- Required action 1
In the account of a visit to Bremen, what hung from the ceiling of the town hall's large main hall?
- Required action 2
Write a continuation of the account of a visit to Bremen, picking up after its final sentence.

- Excerpted text
____

My elder sister, who lived in Germany for several years and speaks German, recommended Bremen. Reading the guidebooks, I was a little dubious, but a couple of museums sounded good, and unless I wanted beach time - and on the Baltic Sea, at that - the pickings in far northern Germany seemed slim. However, my German is limited to the usual pleasantries, and aside from a couple of business trips in the long, long ago, I have only visited the country once.

It's true that the weather turned bad while I was in Bremen, but that was balanced by a good hotel, another Motel One. Perhaps with fewer people around I might have found Bremen more worth a stop, but that would not have helped with the museums, which after all had been what sold me on the place. If you count my tour of the town hall, I visited five museums. The T.I. ran tours of the town hall, or rather of one floor of it, and provided an English language guide. He was quite informative, and the small Art Nouveau room (no entry) and large main hall (with model ships hanging from the ceiling) were worth a few photos. The other four, however....

I don't want to come across as some kind of English language chauvinist, but however you feel about it, English has become the de facto second language of tourism. Get off a plane in pretty much any city in the world, and what do you see? English. Walk into a restaurant in a tourist area, and you are likely to be offered an English menu - in fact, some tourists go to considerable trouble to find restaurants that do NOT have English menus. Pretty much any major museum in any major city will have an English audio guide, or at least English labels.

So I guess Bremen is not a major city, despite its long history as a port and manufacturing center. The "Bremen state museum"? The Focke? Top of my sightseeing list, but the only English was a couple of paragraphs on the advertising flyer. No English audio guide, no English captions. I'm not sure quite how interesting the museum would have been even with explanations, as a lot of the art and artifacts looked less than stellar, but it was not a success without them. I was reminded that the Focke in question had been a founder of the Focke-Wulf aviation concern (he was pushed out before WWII), and wikipedia informed me that he had developed a key helicopter component.

The Focke had apparently decided to deal with its storage problems by putting pretty much everything it owned on display in the basement, grouped by subject. Perhaps if I had been in a better mood when I found this section, I might have found it interesting, but as it was I was left wondering why I might want to see, for instance, four identical modern hairdryers.

The Focke's cafe was uninviting, but the heavens opened while I was waiting for a bus back to town, and I dashed into the train station for a lunch-time sandwich. Fortunately the Ethnographical Museum, the Ubersee, my next target, was close by. Again, no English audio guide. No English at all on the ground floor. I didn't actually need English for the Asian sections, but I would have liked to know more about the New Guinea exhibits. Upstairs there were English translations of the main section headings, but not of the detailed information. This left me with the feeling that I was being lectured (unnecessarily!) about global warming.

____

- The data

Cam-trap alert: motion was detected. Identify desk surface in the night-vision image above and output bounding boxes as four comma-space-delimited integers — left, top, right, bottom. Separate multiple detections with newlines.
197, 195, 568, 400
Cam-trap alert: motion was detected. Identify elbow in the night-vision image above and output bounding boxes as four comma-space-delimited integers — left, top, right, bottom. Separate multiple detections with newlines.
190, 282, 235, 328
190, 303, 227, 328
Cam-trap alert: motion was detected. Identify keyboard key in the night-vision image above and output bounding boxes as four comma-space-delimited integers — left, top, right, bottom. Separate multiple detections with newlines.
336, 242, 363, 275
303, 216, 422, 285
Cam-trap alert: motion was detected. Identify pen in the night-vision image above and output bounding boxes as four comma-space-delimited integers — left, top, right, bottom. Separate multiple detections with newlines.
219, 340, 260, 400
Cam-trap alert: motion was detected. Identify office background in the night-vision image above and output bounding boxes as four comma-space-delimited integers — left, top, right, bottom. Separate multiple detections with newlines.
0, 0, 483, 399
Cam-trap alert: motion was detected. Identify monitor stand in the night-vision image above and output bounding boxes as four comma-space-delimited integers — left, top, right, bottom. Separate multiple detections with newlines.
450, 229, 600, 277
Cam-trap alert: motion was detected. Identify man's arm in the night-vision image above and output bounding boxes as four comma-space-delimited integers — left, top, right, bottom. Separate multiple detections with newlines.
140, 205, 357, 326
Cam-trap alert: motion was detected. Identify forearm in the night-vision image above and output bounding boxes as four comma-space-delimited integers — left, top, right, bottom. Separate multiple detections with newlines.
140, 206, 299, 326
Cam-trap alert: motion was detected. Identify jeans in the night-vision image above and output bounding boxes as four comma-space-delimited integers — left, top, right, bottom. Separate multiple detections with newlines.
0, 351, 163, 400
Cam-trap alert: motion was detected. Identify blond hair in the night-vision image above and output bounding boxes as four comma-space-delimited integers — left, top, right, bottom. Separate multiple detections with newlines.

____

- Response 1
Model ships.

- Response 2
The other two museums were very minor affairs. The first, the Wilhelm Wagenfeld House, had no English and precious few exhibits, although I was amused to see a number of examples of the glass Cona coffee carafes I remembered from my childhood. The other did have an English brochure, which was just as well, as it would have been totally incomprehensible otherwise. One Christian Helwig had curated a modern display of one Gerhard Marck's sculptures. Even with the brochures I found the display less interesting than the sculptures, some of which had originally graced the cathedral.

When I apologized to the youngish man handing me the brochure for my lack of German, he astonished me by launching into a diatribe against the French. When I allowed as how English had indeed been sadly lacking in Paris thirty years ago, but that things were much better these days, he started in on Parisian taxi drivers. I murmured that I always took the metro and beat a hasty retreat, but I was intrigued to see that all is not sweetness and light in the new Europe.

Of course, a town is more, a lot more, than its museums. Unfortunately, I was underwhelmed by what I saw of Bremen. Aside from the historic main floor of the town hall, I am not sure how many apparently old buildings were actually old, but there were few of them, and most of them were in dire need of cleaning (I actually preferred a nearby modern building that had been controversial when built.) The "bohemian" section to the south held my attention longer. It seemed a pleasant, self-contained neighborhood of family-sized houses, adorned with lots of pretty flowers - been a while since I had seen hollyhocks - although rather poor graffiti. I had been especially looking forward to Bottcherstrasse, which I had expected to be in the Art Nouveau style, but aside from a striking gold relief at the entrance the buildings were of fairly plain brick.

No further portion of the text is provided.